Moneycontrol PRO
Register now: Moneycontrol & Property Share present a webinar on Wealth Generation Through Commercial Real Estate on Thursday, 30th March 2023 | 5 pm onwards.
you are here: HomeNewsOpinion

Justice RS Chauhan writes: Who will call the bluff on the executive-collegium standoff

The former Chief Justice of two high courts says both sides aren’t being honest; Proposes an Appointments Commission with veto power for judges

January 26, 2023 / 10:09 AM IST
A tug of war ensued  between the Executive and the Judiciary, over the procedure for appointing judges to the constitutional courts. 
(Representational image)

A tug of war ensued between the Executive and the Judiciary, over the procedure for appointing judges to the constitutional courts. (Representational image)

The recent tug of war, between the Executive and the Judiciary, over the procedure for appointing judges to the constitutional courts has reignited old issues: Who should appoint the judges to the constitutional courts? What is the role of the Executive in such appointment? Is such appointment to be controlled by the Judiciary? Should we have a National Judicial Appointment Commission (NJAC), or should we continue with the Collegium system, where Judges recommend the appointment of judges to the Constitutional Courts?

While arguing these issues, both the Executive and the Judiciary are presenting half baked dishes. The Executive claims that it has no role in such appointment, a claim far from the truth. The Judiciary claims that any interference by the Executive in the appointment process would undermine the independence of the judiciary: a misplaced claim.

It is time the bluff from both the branches is called off. The issues are too serious to be left to political shadow boxing. These issues require deep introspection and concrete solutions. For, the answers would shape the future for our nation.

Judicial appointments: Executive’s hefty role

Both law and facts reveal the substantive role played by the Executive in appointment to the constitutional courts. Both Articles 124 and 217 of the Constitution, dealing with the appointment of Judges to the Supreme Court and High Courts, respectively, prescribe that the judges shall be appointed by the President.

In the appointment of a judge to the Supreme Court, the file is sent to the Union Law Ministry, the report of the Intelligence Bureau (IB), and now of the Research & Analysis Wing (RAW), is called for, and the government is free to express its disagreement with the name so recommended. At times, the government has either rejected the names recommended by the Collegium, or has sat over the recommendation till the prospective candidate is so exhausted from waiting in  the wings, that he or she withdraws the name from being considered.

==================================================

*Stated task a*: According to the article on judicial appointments, which two articles of the Constitution deal with appointing judges to the Supreme Court and the High Courts?
The listing has no connection to the article on judicial appointments.

==================================================

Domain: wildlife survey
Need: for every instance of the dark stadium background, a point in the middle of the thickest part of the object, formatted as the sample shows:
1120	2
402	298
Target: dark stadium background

==================================================

*Stated task b*: Rewrite the listing with "dark stadium background" changed to "grassy stadium background" and everything else left the same.

*Result a*: Articles 124 and 217.

*Result b*:
Domain: wildlife survey
Need: for every instance of the grassy stadium background, a point in the middle of the thickest part of the object, formatted as the sample shows:
1120	2
402	298
Target: grassy stadium background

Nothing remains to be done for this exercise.